* EXERCISE INSTRUCTIONS *
1: Answer these questions from the passage on researchers returning to their homeland, one answer per line:
(a) Which country did scientists consider the ultimate destination for their academic aspirations?
(b) What two issues in the U.S. and the U.K. have made it difficult to retain immigrated scientific workforce?
(c) What is the name of the talent recruitment program launched by the Chinese government?
2: Continue the passage on researchers returning to their homeland from its final sentence.

* TEXT *
______________________________

Why are researchers increasingly returning to their homeland?
For decades, developed countries in the West have been the hubs of scientific and technological advancement, attracting talent across the globe. Scientists in pursuit of better opportunities for career advancement considered the U.S., in particular, the ultimate destination to realize their academic aspirations. Most of the scientific immigration from the East, therefore, was toward the West. The talent pouring into the Western countries gave a boost to their economy and technology and helped them advance at an unprecedented rate. In recent years, however, there has been a rapid shift in this historical pattern.
With the increasing global economic competitiveness and the growing realization of the importance of scientific and technological advancement to a nation’s progress, developing nations are eager to regain their expatriated talent. Moreover, issues such as diminishing science funding and political turmoil in the U.S. and the U.K. have only made it difficult for these developed countries to retain immigrated scientific workforce.
A shift in the global R&D hotspots
Developing economies such as China and India are making rapid strides in science and technology. China, in particular, has established itself as one of the leading global scientific nations, giving the U.S. fierce competition. To entice young Chinese researchers back to their homeland, the Chinese government has launched a talent recruitment program called the Thousand Talents Program.
Linsen Li, a postdoc in Massachusetts Institute of Technology, U.S., is among those who decided to return to China. According to Li, after failing to find a teaching position in the U.S., he found the offer made to him under the Thousand Talents Program appealing. “Returning to a Chinese university today is less of a fallback,” confirms Johannes Geffers, an occupational psychologist at the Institute for Innovation and Technology in Berlin, who studies the career progression of Asian researchers. This reasoning holds water since China’s investment in R&D is now at par with that of the U.S. and it is the world’s leading producer of published scientific.

______________________________

* EXTRACTED MATERIAL *
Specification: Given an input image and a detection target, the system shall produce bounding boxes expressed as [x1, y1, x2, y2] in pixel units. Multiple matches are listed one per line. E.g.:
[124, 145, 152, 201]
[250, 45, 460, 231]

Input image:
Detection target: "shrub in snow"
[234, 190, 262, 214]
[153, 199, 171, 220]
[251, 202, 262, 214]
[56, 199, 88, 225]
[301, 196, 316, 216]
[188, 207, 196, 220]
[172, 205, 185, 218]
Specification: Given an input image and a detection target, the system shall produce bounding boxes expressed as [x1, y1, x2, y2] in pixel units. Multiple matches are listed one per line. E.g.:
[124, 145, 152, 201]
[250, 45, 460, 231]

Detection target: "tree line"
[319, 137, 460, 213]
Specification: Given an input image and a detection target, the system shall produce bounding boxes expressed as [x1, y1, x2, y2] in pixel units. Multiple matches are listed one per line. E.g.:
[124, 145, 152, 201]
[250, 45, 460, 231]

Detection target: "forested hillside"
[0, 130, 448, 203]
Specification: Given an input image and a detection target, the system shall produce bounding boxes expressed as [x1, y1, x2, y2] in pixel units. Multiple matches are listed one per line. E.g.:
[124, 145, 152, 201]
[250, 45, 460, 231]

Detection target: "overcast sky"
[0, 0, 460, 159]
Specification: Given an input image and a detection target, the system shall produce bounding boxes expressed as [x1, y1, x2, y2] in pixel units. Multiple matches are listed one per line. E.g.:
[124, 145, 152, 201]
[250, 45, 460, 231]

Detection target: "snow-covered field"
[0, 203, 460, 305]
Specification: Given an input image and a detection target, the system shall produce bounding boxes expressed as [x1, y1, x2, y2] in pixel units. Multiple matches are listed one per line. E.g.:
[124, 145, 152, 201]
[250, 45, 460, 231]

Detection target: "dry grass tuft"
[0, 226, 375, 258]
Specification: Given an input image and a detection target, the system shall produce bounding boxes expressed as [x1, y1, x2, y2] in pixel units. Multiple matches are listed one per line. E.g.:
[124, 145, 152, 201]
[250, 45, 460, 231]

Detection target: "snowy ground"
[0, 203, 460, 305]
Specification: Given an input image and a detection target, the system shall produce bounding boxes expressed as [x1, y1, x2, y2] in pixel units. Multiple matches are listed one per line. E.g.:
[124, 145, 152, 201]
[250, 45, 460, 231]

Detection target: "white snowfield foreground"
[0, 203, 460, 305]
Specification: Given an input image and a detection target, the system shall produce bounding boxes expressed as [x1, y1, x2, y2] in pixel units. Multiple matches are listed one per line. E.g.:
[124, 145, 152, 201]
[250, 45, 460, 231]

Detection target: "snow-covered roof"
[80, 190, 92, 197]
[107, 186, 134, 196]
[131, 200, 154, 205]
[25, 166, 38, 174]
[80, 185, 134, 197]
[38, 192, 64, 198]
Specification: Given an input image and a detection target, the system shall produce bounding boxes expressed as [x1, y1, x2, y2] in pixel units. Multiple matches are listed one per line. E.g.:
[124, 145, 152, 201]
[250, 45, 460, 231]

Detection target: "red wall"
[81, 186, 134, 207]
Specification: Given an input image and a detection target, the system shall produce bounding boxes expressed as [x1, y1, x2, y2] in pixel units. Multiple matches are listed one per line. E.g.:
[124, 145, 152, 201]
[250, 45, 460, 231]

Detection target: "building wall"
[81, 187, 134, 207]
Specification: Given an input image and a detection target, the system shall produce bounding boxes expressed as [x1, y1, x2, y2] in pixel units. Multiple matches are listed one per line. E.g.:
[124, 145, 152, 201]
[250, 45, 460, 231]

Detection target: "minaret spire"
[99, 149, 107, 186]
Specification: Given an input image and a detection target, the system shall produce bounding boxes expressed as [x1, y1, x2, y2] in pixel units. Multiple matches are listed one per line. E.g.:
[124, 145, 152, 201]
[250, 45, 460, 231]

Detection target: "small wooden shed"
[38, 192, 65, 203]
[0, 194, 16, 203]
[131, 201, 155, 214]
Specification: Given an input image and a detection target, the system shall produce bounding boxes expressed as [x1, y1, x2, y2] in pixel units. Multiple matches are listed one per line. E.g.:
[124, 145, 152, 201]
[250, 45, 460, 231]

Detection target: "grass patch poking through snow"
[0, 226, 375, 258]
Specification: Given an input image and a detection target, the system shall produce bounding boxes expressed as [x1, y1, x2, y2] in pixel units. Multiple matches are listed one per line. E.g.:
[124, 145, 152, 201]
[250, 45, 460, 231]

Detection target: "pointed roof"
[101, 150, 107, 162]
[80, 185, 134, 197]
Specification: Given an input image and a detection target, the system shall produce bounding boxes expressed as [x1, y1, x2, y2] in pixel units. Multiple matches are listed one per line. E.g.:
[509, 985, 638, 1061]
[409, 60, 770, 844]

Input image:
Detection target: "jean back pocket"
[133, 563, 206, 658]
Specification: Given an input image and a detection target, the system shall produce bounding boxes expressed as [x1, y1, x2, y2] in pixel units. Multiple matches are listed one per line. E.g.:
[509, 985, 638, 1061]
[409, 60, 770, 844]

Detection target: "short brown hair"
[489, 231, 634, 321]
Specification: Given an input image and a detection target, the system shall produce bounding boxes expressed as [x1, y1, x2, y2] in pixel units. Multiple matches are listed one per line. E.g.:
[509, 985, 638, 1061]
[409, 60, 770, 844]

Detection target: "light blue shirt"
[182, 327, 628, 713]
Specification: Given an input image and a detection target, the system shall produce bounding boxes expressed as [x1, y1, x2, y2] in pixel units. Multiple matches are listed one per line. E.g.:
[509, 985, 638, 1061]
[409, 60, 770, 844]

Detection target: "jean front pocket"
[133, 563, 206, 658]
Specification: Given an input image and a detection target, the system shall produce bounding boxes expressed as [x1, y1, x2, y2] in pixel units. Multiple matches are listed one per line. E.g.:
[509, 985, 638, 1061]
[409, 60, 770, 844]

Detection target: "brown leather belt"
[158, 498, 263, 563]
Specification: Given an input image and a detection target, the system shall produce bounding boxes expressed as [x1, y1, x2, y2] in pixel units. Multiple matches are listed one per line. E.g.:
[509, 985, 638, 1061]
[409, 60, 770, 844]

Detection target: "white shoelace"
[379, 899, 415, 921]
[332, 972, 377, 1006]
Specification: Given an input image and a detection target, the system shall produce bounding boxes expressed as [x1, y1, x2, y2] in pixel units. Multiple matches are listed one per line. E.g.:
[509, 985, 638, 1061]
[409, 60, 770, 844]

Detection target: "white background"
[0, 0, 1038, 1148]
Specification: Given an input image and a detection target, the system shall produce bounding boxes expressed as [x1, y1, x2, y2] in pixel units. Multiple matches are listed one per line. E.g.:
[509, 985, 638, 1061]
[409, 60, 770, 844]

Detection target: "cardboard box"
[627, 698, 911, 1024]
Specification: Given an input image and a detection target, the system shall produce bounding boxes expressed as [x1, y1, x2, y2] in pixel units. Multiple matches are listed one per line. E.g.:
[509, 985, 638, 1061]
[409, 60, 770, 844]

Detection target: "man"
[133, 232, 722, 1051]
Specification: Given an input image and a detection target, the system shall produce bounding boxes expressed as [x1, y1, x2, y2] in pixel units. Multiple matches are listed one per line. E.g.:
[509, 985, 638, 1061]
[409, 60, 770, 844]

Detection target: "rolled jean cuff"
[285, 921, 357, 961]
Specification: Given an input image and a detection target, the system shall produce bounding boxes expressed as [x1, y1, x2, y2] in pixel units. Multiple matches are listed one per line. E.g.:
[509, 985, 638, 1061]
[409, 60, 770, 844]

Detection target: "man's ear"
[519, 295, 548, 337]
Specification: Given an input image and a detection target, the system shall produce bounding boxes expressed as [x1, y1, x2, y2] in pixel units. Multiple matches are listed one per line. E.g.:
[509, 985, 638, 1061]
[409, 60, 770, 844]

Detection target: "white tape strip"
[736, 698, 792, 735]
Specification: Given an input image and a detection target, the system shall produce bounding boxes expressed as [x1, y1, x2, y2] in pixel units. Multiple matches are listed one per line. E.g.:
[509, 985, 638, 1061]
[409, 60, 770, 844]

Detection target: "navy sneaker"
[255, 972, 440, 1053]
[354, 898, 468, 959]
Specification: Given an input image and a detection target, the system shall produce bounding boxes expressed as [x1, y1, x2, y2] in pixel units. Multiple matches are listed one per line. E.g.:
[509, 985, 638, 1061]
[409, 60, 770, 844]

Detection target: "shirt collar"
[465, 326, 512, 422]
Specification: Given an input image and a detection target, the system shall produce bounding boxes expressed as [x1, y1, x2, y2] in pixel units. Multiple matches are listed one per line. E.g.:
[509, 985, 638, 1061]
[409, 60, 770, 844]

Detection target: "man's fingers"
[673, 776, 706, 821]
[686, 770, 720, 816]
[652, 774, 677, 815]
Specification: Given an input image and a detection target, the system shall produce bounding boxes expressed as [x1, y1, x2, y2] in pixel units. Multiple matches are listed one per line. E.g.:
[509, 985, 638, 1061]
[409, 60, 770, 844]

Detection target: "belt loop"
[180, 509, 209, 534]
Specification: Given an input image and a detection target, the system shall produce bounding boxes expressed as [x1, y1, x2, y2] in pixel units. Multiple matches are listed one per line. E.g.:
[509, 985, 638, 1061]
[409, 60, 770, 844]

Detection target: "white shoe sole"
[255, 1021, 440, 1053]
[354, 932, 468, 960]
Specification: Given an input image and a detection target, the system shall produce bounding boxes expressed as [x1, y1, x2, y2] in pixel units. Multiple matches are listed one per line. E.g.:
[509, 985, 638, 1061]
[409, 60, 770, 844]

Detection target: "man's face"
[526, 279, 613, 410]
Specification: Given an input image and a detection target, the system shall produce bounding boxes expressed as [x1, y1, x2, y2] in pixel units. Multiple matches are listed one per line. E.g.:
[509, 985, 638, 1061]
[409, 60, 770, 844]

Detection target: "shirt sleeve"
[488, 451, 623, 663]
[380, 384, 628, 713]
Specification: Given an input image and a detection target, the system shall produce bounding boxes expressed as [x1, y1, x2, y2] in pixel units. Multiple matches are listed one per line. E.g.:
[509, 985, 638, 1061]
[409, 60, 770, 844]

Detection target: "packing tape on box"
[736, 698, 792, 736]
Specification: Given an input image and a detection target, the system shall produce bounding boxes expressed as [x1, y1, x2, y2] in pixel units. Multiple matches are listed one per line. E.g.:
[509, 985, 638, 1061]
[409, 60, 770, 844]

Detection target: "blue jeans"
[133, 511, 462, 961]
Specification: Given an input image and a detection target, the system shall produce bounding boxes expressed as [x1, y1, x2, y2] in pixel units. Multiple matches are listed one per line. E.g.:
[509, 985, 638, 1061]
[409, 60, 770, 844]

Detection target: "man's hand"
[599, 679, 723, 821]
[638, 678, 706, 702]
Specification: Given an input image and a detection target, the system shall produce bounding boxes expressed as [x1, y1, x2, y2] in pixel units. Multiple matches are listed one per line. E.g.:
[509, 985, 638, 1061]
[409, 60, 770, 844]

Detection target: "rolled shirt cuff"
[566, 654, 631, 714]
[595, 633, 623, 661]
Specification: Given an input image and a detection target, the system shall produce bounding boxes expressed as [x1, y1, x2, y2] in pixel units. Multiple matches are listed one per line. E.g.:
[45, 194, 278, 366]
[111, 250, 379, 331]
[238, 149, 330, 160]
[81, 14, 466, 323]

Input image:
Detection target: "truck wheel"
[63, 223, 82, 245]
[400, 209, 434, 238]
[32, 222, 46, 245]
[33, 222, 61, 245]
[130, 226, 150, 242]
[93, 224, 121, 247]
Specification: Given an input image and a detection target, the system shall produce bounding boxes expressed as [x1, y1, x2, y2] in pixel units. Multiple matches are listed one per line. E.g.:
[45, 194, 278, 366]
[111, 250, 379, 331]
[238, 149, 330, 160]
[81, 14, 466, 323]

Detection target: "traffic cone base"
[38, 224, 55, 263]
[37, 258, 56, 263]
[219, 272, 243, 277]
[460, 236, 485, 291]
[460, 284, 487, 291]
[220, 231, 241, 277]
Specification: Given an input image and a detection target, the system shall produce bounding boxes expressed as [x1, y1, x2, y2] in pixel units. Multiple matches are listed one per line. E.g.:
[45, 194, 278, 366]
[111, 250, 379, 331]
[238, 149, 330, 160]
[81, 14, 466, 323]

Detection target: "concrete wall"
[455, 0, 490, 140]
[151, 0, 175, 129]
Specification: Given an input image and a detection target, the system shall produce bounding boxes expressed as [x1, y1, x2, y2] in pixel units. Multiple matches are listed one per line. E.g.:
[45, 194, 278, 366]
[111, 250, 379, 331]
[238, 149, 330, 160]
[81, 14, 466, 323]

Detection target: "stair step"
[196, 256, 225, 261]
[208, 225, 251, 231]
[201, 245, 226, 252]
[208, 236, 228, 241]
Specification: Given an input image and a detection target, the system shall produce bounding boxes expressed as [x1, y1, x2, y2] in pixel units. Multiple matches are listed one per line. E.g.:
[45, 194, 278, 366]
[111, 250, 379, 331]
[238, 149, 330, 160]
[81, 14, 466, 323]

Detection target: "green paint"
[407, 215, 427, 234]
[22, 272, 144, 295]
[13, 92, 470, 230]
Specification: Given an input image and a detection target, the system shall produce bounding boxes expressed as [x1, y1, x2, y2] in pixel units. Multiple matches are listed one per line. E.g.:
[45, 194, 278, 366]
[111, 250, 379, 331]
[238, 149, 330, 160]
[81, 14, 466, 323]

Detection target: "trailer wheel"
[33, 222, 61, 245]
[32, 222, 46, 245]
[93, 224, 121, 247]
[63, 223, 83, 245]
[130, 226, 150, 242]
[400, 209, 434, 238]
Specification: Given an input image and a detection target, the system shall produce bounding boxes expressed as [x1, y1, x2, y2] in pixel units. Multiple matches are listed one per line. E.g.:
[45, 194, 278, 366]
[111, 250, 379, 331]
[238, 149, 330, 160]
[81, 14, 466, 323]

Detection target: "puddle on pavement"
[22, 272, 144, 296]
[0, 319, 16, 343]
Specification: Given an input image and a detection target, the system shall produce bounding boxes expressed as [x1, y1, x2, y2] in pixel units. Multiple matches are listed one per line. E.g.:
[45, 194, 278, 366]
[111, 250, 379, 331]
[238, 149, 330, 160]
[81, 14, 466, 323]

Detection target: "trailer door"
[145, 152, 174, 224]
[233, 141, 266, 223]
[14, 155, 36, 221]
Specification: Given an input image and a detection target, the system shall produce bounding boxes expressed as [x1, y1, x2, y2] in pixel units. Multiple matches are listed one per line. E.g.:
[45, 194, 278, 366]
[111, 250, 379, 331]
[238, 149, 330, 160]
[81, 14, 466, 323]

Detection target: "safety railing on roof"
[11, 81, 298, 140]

______________________________

* ANSWERS PER TASK *
1:
(a) The U.S.
(b) Diminishing science funding and political turmoil.
(c) The Thousand Talents Program.

2:
Apart from China, several other countries are wooing researchers back to their roots. Late last year, the Turkish government made an appeal to Turkish researchers working abroad. "I call on our scientists in all parts of the world to join the science and technology movement," the Turkish President Recep Tayyip Erdoğan announced.
In a similar vein, the government of Philippines renewed its efforts to persuade Filipino scientists to return to their home country by promising help to set up labs and provide better infrastructure. According to the government, it needs to “bring research expertise back home to solve some of the country’s most pressing problems, such as climate change.
One of the countries that have witnessed a major exodus of talent over the years is India. For decades, Indian researchers have preferred to migrate abroad, the U.S. in particular, in search of greener pastures. This loss of human capital, which is vital for economic development, has forced the Indian government to think of ways to reverse this trend. Programs such as Visiting Advanced Joint Research Faculty (VAJRA) have succeeded in urging Indian researchers to pursue research opportunities in India.
Why researchers choose to return to their homeland
What makes researchers return to their roots? One of the reasons most compelling reasons is the availability of similar, if not better, opportunities as in the countries they have gained experience in. As countries around the globe in general and developing economies, in particular, are expanding their science budgets, considering a move back may appear to be a reasonable option for researchers. Moreover, researchers who return find it relatively easy to set up their career and find funding since they are sought out by the government.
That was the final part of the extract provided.